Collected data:
━━━━━━━━
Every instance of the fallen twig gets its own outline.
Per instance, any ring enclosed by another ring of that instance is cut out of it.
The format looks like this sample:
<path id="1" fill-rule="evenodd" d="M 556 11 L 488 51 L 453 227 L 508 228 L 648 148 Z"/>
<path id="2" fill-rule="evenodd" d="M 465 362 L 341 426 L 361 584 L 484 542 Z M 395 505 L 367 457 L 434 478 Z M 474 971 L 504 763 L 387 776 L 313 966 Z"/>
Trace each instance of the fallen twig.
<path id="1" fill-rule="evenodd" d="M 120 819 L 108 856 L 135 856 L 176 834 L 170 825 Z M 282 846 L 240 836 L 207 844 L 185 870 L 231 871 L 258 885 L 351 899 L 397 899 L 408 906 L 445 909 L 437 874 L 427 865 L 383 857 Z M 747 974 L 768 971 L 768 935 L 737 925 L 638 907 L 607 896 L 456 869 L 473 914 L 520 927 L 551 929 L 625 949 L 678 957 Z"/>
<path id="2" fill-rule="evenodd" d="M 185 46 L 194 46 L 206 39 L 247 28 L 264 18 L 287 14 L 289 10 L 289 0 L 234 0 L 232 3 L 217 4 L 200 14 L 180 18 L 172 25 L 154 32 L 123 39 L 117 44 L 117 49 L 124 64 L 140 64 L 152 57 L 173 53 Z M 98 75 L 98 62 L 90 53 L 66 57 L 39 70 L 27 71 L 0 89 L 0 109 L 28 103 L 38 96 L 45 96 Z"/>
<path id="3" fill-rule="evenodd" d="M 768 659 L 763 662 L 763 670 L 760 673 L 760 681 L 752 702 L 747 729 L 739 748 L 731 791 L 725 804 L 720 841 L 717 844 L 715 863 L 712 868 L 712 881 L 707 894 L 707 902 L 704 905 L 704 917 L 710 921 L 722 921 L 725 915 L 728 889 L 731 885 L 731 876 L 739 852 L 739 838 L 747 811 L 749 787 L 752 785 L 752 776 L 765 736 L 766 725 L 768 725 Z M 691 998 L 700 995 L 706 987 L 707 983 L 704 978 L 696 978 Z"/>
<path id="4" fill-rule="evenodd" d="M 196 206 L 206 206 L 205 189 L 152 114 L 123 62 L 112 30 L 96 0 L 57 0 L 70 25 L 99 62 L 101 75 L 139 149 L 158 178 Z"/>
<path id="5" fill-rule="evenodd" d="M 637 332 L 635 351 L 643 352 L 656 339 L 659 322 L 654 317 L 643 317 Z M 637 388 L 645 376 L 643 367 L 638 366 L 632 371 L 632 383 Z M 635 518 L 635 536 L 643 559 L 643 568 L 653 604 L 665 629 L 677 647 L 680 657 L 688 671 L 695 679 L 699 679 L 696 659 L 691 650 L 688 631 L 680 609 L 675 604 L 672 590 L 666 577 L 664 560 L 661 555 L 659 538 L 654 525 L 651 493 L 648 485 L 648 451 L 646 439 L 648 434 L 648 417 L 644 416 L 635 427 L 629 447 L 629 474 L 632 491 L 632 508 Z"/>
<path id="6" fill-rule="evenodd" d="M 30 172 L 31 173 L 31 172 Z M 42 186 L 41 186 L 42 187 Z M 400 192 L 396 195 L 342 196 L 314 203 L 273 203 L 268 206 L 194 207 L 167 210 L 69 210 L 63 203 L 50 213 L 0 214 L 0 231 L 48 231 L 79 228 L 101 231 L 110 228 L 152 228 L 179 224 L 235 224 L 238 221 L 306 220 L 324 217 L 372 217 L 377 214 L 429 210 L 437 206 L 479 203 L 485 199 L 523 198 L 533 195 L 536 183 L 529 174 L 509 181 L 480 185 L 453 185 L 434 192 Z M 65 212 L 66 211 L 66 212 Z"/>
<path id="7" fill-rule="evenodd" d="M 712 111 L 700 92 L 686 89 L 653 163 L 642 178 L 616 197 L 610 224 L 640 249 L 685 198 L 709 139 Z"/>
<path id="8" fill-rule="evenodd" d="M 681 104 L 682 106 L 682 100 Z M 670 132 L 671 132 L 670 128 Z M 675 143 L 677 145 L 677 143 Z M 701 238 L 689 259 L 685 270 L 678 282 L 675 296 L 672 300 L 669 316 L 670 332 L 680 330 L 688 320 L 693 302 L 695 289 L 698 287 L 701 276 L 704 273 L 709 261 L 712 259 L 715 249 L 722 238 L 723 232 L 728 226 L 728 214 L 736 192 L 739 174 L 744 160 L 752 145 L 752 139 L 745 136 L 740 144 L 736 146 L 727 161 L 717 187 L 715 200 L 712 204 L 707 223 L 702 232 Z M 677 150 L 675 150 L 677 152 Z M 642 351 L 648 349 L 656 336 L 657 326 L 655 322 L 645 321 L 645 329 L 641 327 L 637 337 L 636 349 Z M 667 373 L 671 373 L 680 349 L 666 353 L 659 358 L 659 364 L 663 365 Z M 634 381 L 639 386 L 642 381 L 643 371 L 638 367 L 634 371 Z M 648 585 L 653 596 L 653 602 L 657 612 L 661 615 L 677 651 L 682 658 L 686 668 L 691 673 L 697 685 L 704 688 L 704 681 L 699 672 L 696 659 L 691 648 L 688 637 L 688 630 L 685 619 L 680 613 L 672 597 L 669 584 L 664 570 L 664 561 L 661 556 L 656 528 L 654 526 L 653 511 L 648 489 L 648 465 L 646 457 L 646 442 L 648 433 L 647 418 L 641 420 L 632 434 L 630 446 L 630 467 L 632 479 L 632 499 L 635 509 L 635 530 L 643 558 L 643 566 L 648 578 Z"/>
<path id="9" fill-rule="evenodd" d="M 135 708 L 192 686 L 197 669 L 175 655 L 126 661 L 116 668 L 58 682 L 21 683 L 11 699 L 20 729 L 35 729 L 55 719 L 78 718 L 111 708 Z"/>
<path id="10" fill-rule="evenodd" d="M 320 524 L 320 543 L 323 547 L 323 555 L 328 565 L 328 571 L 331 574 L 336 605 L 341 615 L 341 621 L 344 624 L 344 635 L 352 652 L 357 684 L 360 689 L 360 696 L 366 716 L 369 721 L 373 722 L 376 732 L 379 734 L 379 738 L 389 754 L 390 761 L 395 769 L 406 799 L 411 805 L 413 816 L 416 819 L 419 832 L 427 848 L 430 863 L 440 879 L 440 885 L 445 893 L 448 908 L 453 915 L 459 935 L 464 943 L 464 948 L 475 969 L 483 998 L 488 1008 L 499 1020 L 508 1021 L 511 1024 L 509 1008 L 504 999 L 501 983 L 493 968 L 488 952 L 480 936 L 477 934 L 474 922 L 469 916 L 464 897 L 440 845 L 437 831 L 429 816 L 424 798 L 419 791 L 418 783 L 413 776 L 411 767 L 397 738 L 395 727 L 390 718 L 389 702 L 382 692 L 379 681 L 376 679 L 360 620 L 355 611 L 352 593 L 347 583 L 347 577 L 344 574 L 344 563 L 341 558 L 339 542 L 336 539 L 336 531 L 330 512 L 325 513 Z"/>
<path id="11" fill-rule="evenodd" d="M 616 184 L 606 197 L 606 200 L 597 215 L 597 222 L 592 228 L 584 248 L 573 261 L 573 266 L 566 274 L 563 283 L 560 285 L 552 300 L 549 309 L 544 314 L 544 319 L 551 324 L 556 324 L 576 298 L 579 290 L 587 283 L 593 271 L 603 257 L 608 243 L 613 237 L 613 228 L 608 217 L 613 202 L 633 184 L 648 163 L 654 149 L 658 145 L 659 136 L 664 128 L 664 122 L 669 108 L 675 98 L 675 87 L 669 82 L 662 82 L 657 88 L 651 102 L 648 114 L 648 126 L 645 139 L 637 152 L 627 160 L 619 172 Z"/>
━━━━━━━━
Wherever the line holding "556 11 L 488" falls in the entries above, copy exactly from it through the line holding "465 362 L 341", inclusive, and add nothing.

<path id="1" fill-rule="evenodd" d="M 556 11 L 488 51 L 453 227 L 508 228 L 648 148 Z"/>
<path id="2" fill-rule="evenodd" d="M 465 362 L 341 426 L 361 584 L 484 542 Z M 395 505 L 367 457 L 434 478 Z M 474 971 L 504 763 L 387 776 L 313 966 Z"/>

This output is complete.